# Assignment:
Exact copies of the records below are needed, free of pictures.

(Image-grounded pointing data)
* * *
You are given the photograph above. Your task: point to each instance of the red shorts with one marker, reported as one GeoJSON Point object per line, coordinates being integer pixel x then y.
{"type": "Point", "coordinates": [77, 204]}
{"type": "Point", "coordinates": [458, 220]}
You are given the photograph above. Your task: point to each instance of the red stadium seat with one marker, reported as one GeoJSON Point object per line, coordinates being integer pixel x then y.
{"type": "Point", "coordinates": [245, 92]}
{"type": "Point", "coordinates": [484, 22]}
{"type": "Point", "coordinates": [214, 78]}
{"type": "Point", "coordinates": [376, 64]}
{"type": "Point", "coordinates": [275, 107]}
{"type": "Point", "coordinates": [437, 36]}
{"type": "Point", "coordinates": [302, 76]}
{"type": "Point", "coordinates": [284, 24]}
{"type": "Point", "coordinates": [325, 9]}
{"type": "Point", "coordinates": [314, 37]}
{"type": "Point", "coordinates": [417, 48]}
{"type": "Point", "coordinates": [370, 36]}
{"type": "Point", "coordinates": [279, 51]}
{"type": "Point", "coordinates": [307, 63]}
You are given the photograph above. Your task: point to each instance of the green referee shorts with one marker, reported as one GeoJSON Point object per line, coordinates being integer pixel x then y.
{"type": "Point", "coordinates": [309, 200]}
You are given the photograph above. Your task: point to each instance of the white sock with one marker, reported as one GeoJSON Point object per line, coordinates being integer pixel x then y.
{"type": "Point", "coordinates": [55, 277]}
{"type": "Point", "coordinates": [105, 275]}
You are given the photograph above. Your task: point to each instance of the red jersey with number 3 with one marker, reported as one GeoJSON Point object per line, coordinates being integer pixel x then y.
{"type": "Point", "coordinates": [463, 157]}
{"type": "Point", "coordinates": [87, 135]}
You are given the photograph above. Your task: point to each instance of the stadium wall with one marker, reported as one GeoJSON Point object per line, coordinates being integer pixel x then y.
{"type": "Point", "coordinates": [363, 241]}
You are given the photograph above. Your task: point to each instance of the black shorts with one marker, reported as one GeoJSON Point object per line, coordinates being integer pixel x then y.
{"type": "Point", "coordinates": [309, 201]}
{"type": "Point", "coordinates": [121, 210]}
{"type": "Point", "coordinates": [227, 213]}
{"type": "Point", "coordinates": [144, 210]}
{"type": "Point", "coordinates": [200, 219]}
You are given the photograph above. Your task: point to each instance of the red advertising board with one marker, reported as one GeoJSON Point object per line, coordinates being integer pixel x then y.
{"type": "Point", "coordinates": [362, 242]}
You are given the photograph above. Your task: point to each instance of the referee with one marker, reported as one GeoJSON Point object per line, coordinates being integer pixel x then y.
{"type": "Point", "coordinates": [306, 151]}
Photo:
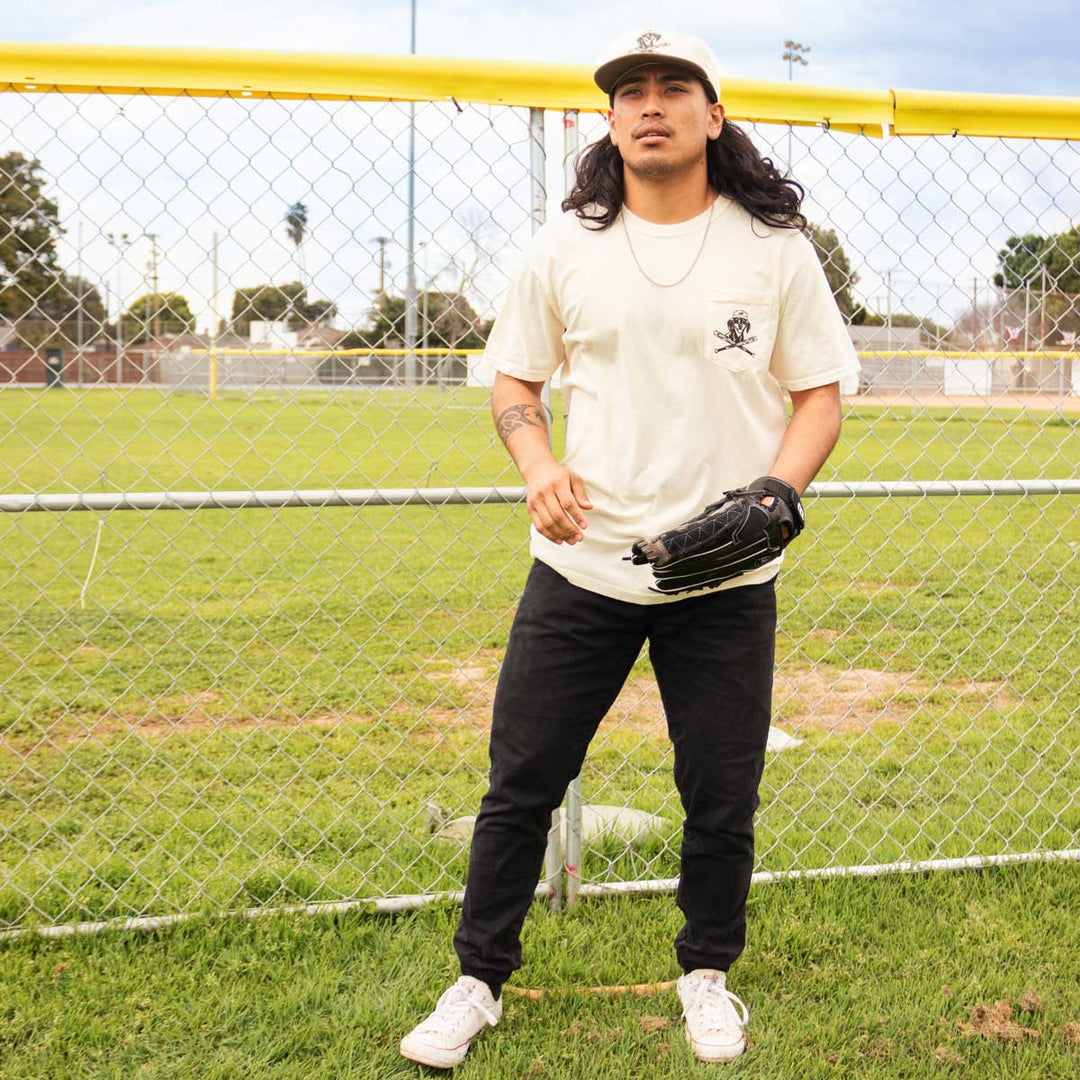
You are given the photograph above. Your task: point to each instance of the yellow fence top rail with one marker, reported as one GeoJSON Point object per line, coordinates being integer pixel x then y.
{"type": "Point", "coordinates": [230, 72]}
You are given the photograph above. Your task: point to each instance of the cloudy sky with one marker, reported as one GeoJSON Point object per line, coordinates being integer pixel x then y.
{"type": "Point", "coordinates": [966, 44]}
{"type": "Point", "coordinates": [921, 220]}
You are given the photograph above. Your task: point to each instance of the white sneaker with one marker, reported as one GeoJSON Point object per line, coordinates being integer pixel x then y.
{"type": "Point", "coordinates": [462, 1012]}
{"type": "Point", "coordinates": [713, 1027]}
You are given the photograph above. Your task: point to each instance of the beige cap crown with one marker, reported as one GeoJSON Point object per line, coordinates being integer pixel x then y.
{"type": "Point", "coordinates": [636, 48]}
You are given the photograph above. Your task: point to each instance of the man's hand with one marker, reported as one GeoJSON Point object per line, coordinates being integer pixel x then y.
{"type": "Point", "coordinates": [768, 501]}
{"type": "Point", "coordinates": [555, 499]}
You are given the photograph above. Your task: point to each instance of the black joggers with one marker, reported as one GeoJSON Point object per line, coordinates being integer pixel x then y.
{"type": "Point", "coordinates": [568, 657]}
* * *
# Exercise output:
You are given the photograph above. Your task: point to each instance of the red shorts with one marker, reported as one GeoJSON Point object per line, coordinates being integer pixel x then y.
{"type": "Point", "coordinates": [77, 204]}
{"type": "Point", "coordinates": [458, 220]}
You are given the photograph above. Your task: point to each instance of the red stadium seat with one marker, reported as one GeoJSON Point object per line, coordinates being integer pixel x then y.
{"type": "Point", "coordinates": [245, 92]}
{"type": "Point", "coordinates": [484, 22]}
{"type": "Point", "coordinates": [214, 78]}
{"type": "Point", "coordinates": [376, 64]}
{"type": "Point", "coordinates": [275, 107]}
{"type": "Point", "coordinates": [437, 36]}
{"type": "Point", "coordinates": [302, 76]}
{"type": "Point", "coordinates": [284, 24]}
{"type": "Point", "coordinates": [325, 9]}
{"type": "Point", "coordinates": [314, 37]}
{"type": "Point", "coordinates": [417, 48]}
{"type": "Point", "coordinates": [370, 36]}
{"type": "Point", "coordinates": [279, 51]}
{"type": "Point", "coordinates": [307, 63]}
You are given the photograph above. Your task: point to each instance of the green referee shorts with one marker, reported as one GeoJSON Point object per line, coordinates being integer pixel x then y.
{"type": "Point", "coordinates": [309, 200]}
You are given the photograph above. Your task: point to each instance of the white sock with one marker, reported as one GeoJSON Point object per line, coordinates being integer pixel x then y.
{"type": "Point", "coordinates": [55, 277]}
{"type": "Point", "coordinates": [105, 275]}
You are given the photograph above. Your task: point to each instance of the red jersey with number 3 with one marker, reported as one GeoJSON Point object per line, coordinates being integer pixel x then y.
{"type": "Point", "coordinates": [463, 157]}
{"type": "Point", "coordinates": [87, 135]}
You are given the photograph above. Your task: point to each instance of the stadium wall with one marker, reported as one GeoJSON Point object per line, coordinates being integer pixel x then y.
{"type": "Point", "coordinates": [363, 241]}
You are given the photograph above. Your task: point to each instance of the black shorts with one marker, reported as one GeoJSON Point object per line, coordinates being integer pixel x then y.
{"type": "Point", "coordinates": [309, 201]}
{"type": "Point", "coordinates": [121, 210]}
{"type": "Point", "coordinates": [227, 213]}
{"type": "Point", "coordinates": [144, 210]}
{"type": "Point", "coordinates": [200, 219]}
You are given the photograph above. Your task: point to each instance of the red advertising board with one marker, reported as one GeoJSON Point object per line, coordinates being integer pixel x then y.
{"type": "Point", "coordinates": [362, 242]}
You are given the photograph above. Your task: point to each instance of the referee with one marker, reported as one GeoJSON Point object per line, coordinates being integer pixel x then y.
{"type": "Point", "coordinates": [306, 151]}
Photo:
You are given the photograph above. Your task: point to each instance of the yellow fence top rail with one marker, reported as one GeoJSON Point object per line, coordinates being integer pixel x then y.
{"type": "Point", "coordinates": [230, 72]}
You are given the photograph above. Your task: point to each instance of the cloudy sky with one marker, reported as one GeoJSON Point object per line, coordinates being integer pixel x then y.
{"type": "Point", "coordinates": [966, 44]}
{"type": "Point", "coordinates": [921, 220]}
You are given the photograph above. Your task: point to each instance of the white sneaker with one marker, reported as one GeoJSON Point object per line, coordinates being integer pixel x then y.
{"type": "Point", "coordinates": [462, 1012]}
{"type": "Point", "coordinates": [713, 1027]}
You are given the photograph above. Your task: point to each instance of the beige cap crown with one marker, reported as one GeoJSON Point object per line, coordinates being integer pixel x then y.
{"type": "Point", "coordinates": [636, 48]}
You are given the photograph above. Your task: point to each instance of the man's hand with one marker, reported as one GeoJSON Point object per line, coordinates being integer pixel x then y.
{"type": "Point", "coordinates": [768, 501]}
{"type": "Point", "coordinates": [555, 499]}
You are given the photograph above. Your task: point to each instance of the black joggers with one marker, reported as one GeoJSON Point object per line, coordinates being integer pixel x then y.
{"type": "Point", "coordinates": [568, 657]}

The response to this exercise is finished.